▶ Given task
Gather each line in the records below that contains the word "verge", treating uppercase and lowercase letters as different.

▶ Collected data
****************
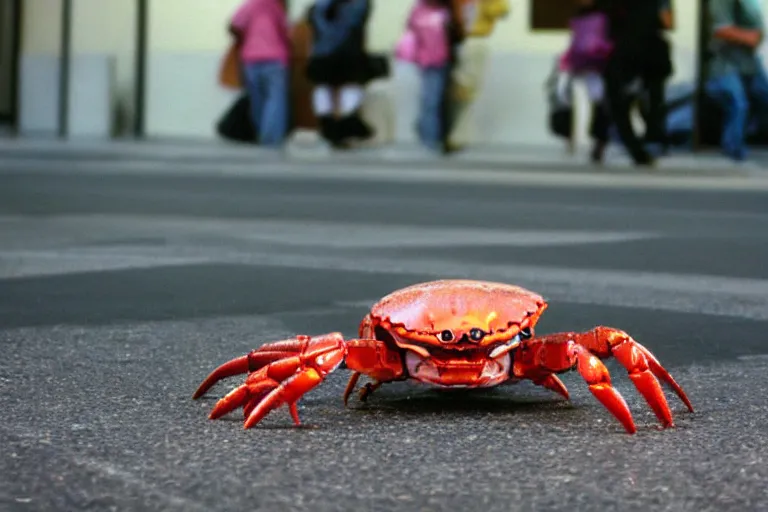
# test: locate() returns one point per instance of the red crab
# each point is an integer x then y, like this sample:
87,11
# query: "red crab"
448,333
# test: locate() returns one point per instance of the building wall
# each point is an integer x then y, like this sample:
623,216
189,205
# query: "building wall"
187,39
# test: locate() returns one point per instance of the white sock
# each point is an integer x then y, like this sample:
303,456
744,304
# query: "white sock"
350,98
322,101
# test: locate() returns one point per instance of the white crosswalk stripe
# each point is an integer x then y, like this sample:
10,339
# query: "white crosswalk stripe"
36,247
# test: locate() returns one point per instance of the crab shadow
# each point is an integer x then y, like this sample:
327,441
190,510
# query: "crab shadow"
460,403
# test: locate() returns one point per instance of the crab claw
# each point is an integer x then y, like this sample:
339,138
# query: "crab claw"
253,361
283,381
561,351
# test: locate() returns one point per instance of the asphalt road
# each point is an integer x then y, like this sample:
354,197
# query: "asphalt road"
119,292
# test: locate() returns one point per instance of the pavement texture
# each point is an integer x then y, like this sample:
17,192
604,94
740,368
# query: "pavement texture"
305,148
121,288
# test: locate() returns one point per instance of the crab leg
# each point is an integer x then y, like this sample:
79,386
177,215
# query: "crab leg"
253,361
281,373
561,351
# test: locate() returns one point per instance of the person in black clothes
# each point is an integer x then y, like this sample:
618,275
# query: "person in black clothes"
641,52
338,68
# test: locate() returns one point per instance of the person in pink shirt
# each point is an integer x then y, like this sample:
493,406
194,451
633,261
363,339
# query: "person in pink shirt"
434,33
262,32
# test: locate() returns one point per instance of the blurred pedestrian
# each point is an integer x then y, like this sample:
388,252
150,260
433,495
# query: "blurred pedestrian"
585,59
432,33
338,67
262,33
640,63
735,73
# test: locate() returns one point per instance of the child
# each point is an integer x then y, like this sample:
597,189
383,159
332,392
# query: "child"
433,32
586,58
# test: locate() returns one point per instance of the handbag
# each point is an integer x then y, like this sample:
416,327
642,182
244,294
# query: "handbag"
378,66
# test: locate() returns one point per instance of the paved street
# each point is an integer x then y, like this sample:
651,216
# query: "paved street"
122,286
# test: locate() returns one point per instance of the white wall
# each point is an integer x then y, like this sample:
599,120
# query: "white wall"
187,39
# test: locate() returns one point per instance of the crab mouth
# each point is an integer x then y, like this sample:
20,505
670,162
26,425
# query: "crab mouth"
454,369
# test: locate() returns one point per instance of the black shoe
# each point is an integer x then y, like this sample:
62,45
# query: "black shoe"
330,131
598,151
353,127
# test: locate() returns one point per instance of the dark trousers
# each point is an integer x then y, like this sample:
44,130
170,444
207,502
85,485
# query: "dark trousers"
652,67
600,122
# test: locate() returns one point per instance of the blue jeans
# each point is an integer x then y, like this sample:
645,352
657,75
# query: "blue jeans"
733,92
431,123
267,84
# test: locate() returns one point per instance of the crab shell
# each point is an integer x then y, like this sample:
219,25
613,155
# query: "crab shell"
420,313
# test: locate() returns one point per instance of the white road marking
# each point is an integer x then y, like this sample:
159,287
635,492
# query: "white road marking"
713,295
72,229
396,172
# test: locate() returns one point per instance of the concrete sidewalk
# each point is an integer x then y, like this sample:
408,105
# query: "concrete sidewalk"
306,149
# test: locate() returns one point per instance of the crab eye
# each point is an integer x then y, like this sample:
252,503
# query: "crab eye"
****************
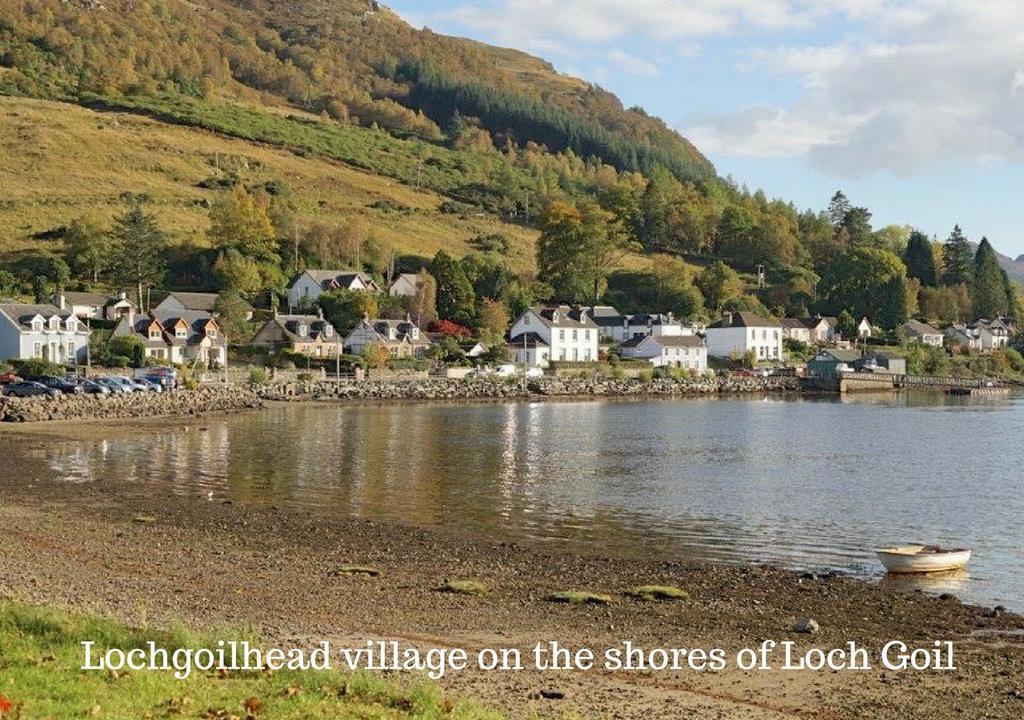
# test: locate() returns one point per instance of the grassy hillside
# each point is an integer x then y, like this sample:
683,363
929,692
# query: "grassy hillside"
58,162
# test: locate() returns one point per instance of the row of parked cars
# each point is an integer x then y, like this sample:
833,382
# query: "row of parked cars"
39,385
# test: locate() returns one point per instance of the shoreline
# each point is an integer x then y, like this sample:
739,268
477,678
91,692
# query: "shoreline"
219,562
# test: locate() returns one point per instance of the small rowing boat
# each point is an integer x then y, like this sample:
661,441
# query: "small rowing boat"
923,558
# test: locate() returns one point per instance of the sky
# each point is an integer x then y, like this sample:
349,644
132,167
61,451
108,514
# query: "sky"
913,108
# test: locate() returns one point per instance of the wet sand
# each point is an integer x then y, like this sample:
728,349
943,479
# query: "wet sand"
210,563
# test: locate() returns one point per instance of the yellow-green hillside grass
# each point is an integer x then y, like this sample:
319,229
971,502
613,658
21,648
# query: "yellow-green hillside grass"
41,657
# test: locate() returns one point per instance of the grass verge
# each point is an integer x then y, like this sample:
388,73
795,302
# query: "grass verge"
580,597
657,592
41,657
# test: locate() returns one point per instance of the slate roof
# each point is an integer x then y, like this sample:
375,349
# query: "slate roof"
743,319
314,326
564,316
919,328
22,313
****************
▶ Written reply
# test: locate() returns one point per instance of the grass verge
# query: "grass verge"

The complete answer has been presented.